### DIRECTIVE
In the listing below, convert the lines from the one containing "canister in the picture above?" through the one containing "microwave in the picture above?", both included, into a JSON list of strings with one string per line, skipping blank lines.

---------- RECORDS PROVIDED

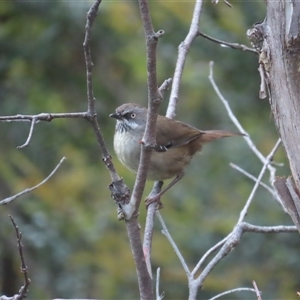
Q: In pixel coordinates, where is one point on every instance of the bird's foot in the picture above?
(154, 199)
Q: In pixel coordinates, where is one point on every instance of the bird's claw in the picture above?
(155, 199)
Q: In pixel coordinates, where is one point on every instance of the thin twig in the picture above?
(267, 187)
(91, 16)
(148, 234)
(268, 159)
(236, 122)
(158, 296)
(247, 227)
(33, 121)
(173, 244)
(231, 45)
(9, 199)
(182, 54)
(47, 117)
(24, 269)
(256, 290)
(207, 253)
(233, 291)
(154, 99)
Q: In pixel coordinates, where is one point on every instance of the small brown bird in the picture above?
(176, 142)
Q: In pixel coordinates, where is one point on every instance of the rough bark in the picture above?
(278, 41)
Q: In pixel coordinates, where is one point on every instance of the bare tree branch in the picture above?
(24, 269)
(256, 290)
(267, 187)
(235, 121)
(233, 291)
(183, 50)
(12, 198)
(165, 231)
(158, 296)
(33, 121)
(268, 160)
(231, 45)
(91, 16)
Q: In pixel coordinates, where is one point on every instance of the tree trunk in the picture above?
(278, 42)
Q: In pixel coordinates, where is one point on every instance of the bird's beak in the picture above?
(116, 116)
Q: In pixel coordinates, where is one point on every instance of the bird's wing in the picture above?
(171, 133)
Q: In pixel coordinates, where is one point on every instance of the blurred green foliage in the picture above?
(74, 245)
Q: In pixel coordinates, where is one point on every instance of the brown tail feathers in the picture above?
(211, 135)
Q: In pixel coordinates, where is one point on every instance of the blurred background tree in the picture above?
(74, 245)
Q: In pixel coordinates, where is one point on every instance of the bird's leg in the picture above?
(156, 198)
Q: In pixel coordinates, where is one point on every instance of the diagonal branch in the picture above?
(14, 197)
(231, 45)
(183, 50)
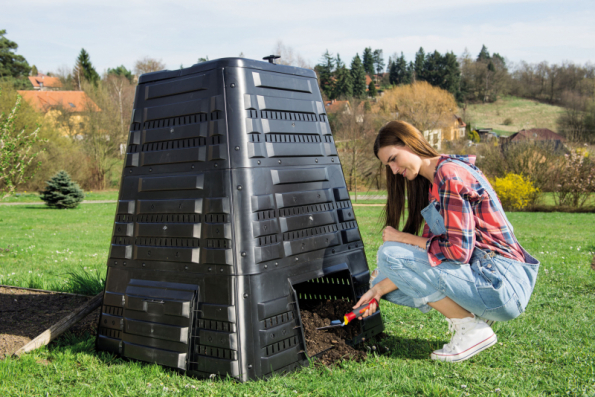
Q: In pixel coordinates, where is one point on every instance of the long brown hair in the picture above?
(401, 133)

--------------------
---------- RECORDS PROVIDED

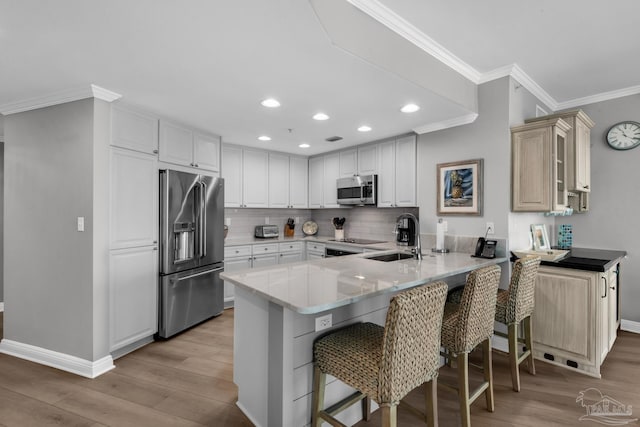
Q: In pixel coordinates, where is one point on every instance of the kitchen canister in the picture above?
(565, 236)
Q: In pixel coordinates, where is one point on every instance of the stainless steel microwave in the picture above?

--------------------

### SOLUTION FOR THIS PROBLEM
[
  "Q: In pixel coordinates, where is one point on every instance of the kitchen canister in the picture above?",
  "(565, 236)",
  "Q: In pixel coordinates, where is one point on every instance of the stainless steel microwave in the picture above?"
]